After Rhodes married Eliza Anne Cunliffe Heth (daughter of Midlothian coal mine owner John Cunliffe and widow of Henry Heth, the son of Harry Heth, another coal mine owner) in 1833, he purchased 103 acre, known as "Dunstan's," from John N. Dunstan, Jr. Rhodes built his country estate, "Boscobel" (from bosco bello, Italian for "beautiful woods" ) some time between 1836 and 1843. The house, now known as the Old Stone House in Forest Hill Park, was constructed of granite that is believed to have been quarried on the property. When Rhodes died in 1857, his estate passed to his nephew and adopted son, Charles H. Rhodes, Jr.

In 1862, during the American Civil War, young Rhodes sold the property to Richard D. Mitchell. The estate was eventually sold, in turn, to James and Charles Labott, and later to William H. Benson, who in 1871 sold it to a group of New York investors.

◆ **ENTRIES SHOWN**:
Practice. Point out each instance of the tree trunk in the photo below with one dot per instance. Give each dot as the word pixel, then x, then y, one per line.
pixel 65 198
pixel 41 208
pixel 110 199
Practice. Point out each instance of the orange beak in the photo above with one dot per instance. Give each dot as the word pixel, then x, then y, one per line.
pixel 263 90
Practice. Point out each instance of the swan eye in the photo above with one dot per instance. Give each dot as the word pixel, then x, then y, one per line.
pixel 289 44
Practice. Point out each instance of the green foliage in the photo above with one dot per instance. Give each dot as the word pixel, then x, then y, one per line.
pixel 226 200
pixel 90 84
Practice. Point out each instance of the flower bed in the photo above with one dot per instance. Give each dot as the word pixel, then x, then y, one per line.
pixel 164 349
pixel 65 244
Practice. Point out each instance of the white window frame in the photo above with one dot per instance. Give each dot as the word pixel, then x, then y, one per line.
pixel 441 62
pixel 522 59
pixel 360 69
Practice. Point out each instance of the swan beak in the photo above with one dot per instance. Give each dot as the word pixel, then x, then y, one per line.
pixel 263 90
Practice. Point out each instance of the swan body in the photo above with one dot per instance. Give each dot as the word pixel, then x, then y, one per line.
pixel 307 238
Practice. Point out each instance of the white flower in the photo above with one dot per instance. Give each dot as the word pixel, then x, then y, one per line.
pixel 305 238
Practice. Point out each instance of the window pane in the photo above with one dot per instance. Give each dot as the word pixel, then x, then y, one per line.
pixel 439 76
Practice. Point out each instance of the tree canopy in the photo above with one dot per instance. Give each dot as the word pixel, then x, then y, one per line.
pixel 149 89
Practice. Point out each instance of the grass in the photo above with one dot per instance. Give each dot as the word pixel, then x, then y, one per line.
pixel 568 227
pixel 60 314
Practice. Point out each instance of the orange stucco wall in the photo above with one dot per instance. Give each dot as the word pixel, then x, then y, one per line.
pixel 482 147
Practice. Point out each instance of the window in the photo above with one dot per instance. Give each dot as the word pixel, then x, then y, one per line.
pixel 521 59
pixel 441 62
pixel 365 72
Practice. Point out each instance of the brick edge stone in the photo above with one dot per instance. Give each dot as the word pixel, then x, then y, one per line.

---

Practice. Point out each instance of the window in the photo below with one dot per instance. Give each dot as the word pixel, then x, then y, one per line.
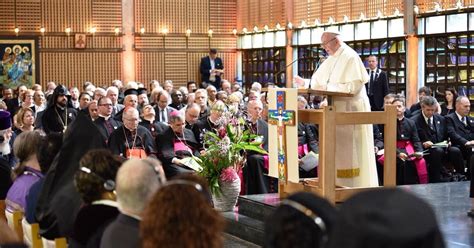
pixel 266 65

◆ **EXERCISE REQUIREMENTS**:
1. List every year that the passage on the Boscobel estate mentions, in the order they appear.
2. Continue the passage on the Boscobel estate from after its final sentence.

◆ **ANSWERS BY ITEM**:
1. 1833, 1836, 1843, 1857, 1862, 1871

2.
===Amusement park===

In 1889, the former Rhodes property was sold to the Southside Land and Improvement Co., and became a terminus for the Forest Hill trolley, part of one of the first successful trolley systems in the United States. The Virginia Passenger and Power Company (later VEPCO, now Dominion Energy) took over the enterprise in 1925.

To attract passengers to the countryside, the Rhodes residence was converted into a trolley terminus, complete with wrap-around porch and belfry, and an elaborate turn-of-the-20th-century amusement park was built on the grounds, complete with carousel, roller coaster, fun house, dance hall, penny arcade, and golf course, as well as bath house, swimming area, and boat lake in the former quarry pond. The park remained a popular Richmond attraction until it closed in 1932, due to the economic constraints of the Great Depression.

===City park===
When the land was deeded to the City of Richmond in 1933, the wooden amusement structures were demolished to convert the dilapidated estate into a landscaped urban park. The Rhodes home was renovated to serve as a community library and meeting house, and the wooded ravine that once held a quarry pond and boating lake returned to its natural state.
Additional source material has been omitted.